[Entries from a collection]
((

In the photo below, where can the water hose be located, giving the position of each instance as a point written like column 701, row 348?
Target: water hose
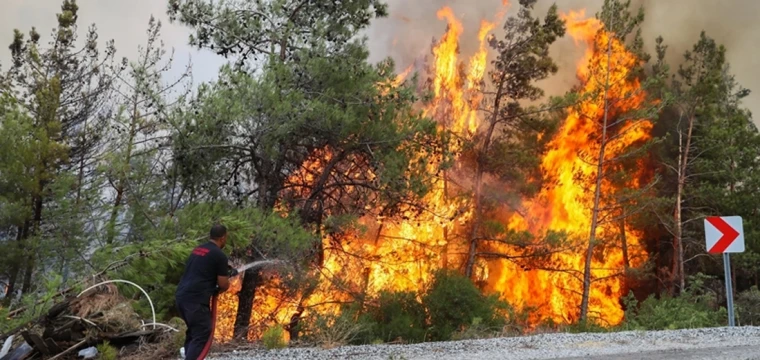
column 215, row 302
column 210, row 341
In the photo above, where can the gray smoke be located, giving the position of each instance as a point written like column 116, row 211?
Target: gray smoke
column 407, row 33
column 413, row 24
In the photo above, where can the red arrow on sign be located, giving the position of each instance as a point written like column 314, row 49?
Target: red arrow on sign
column 729, row 234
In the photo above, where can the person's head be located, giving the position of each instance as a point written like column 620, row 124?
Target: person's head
column 218, row 235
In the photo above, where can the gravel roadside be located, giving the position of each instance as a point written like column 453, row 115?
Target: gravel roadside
column 740, row 343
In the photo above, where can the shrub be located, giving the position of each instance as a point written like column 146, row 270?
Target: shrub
column 748, row 307
column 453, row 303
column 694, row 308
column 332, row 330
column 396, row 316
column 274, row 338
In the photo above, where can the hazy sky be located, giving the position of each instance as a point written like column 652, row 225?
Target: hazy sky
column 408, row 32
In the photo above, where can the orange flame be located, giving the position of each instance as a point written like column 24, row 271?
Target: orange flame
column 399, row 254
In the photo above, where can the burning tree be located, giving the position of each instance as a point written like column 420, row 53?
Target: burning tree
column 318, row 133
column 615, row 114
column 513, row 137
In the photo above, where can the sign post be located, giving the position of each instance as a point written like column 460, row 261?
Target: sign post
column 725, row 235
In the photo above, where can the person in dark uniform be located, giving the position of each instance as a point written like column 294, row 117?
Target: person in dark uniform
column 206, row 274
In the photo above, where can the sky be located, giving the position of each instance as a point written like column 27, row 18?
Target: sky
column 408, row 32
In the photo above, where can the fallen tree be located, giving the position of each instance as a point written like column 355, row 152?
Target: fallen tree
column 98, row 316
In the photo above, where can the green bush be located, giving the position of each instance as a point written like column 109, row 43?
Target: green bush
column 453, row 303
column 748, row 307
column 274, row 338
column 694, row 308
column 396, row 315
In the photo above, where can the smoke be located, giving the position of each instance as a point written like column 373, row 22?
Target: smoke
column 126, row 22
column 406, row 35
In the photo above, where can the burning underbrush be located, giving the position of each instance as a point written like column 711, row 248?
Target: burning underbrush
column 536, row 277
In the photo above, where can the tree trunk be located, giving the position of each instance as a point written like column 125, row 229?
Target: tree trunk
column 683, row 158
column 246, row 296
column 251, row 278
column 16, row 267
column 477, row 208
column 597, row 195
column 31, row 250
column 123, row 173
column 624, row 245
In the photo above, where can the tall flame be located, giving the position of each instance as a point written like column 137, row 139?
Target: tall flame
column 399, row 254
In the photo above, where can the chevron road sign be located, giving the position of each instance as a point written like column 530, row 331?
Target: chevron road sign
column 725, row 235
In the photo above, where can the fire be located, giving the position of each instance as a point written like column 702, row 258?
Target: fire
column 399, row 254
column 567, row 206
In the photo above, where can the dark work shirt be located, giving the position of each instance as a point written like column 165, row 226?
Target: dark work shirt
column 198, row 283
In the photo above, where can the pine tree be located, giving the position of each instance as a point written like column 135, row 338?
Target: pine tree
column 699, row 88
column 315, row 96
column 63, row 89
column 615, row 160
column 510, row 146
column 138, row 131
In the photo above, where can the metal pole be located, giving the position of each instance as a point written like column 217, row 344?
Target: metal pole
column 729, row 289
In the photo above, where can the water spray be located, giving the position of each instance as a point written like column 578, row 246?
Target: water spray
column 214, row 301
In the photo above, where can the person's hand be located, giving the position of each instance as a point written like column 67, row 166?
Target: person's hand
column 231, row 271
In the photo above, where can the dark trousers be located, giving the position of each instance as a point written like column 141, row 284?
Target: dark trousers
column 198, row 320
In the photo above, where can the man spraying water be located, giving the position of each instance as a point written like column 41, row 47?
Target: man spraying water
column 206, row 275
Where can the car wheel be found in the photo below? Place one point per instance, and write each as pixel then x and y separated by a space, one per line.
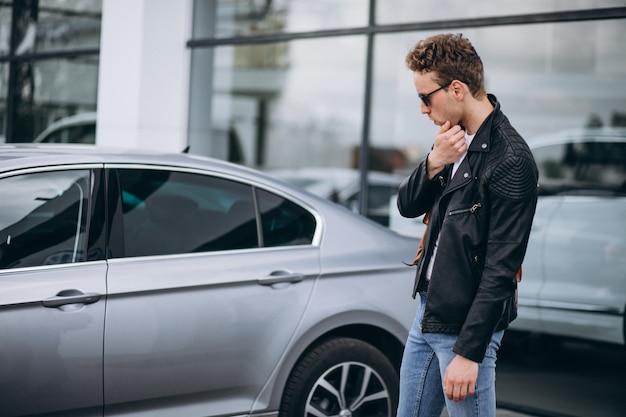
pixel 342 377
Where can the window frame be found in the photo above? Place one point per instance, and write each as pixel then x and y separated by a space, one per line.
pixel 95 222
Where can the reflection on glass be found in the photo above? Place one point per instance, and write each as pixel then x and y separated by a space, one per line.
pixel 5 28
pixel 62 87
pixel 279 105
pixel 541 85
pixel 402 11
pixel 245 18
pixel 43 219
pixel 64 25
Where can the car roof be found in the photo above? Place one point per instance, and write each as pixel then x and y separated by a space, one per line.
pixel 600 134
pixel 21 156
pixel 74 120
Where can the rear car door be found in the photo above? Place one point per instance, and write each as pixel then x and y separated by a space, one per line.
pixel 52 287
pixel 210 286
pixel 584 248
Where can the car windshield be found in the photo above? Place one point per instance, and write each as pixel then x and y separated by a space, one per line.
pixel 585 168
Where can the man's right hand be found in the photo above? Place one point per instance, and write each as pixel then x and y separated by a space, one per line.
pixel 449 146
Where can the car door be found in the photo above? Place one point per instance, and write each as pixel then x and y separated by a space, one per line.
pixel 584 249
pixel 52 287
pixel 198 313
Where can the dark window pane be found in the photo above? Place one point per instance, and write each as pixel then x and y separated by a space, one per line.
pixel 284 223
pixel 173 212
pixel 43 218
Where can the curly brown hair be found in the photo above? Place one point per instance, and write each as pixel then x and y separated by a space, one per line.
pixel 451 57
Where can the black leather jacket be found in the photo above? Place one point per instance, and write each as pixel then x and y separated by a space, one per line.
pixel 483 217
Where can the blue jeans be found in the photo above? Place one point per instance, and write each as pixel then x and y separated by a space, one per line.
pixel 426 357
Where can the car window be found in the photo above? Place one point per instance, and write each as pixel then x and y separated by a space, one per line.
pixel 43 218
pixel 284 222
pixel 586 168
pixel 168 212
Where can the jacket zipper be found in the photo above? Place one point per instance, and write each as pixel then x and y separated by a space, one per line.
pixel 461 211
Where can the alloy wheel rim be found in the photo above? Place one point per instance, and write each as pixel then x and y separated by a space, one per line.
pixel 349 389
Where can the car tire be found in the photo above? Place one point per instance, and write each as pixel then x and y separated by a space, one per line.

))

PROBLEM TO SOLVE >> Copy these lines word for word, beginning at the line that contains "In the photo above, where can the tall" and ending with the line that contains "column 231, row 271", both included.

WRITTEN RESPONSE >>
In the photo above, where can the tall flame be located, giving the position of each instance as a point written like column 137, row 139?
Target: tall flame
column 399, row 254
In the photo above, where can the chevron road sign be located, giving the position of each instance as a point written like column 530, row 331?
Target: chevron road sign
column 725, row 235
In the photo above, where can the fire be located, giving the position of each instance as a point written like column 702, row 258?
Target: fire
column 399, row 254
column 567, row 206
In the photo above, where can the dark work shirt be located, giving the position of each instance as a point written like column 165, row 226?
Target: dark work shirt
column 198, row 283
In the photo above, where can the pine tree be located, giving the position of each instance as a point written like column 135, row 338?
Target: pine tree
column 699, row 88
column 315, row 96
column 63, row 89
column 615, row 160
column 510, row 146
column 138, row 131
In the photo above, where can the metal pole be located, giving the position of each instance as a point written like column 217, row 344?
Target: metal pole
column 729, row 289
In the photo above, where can the water spray be located, giving the position of each instance as a point written like column 578, row 246?
Target: water spray
column 214, row 301
In the photo above, where can the person's hand be located, giving the position of each instance as a point written like column 67, row 166?
Target: person's hand
column 231, row 271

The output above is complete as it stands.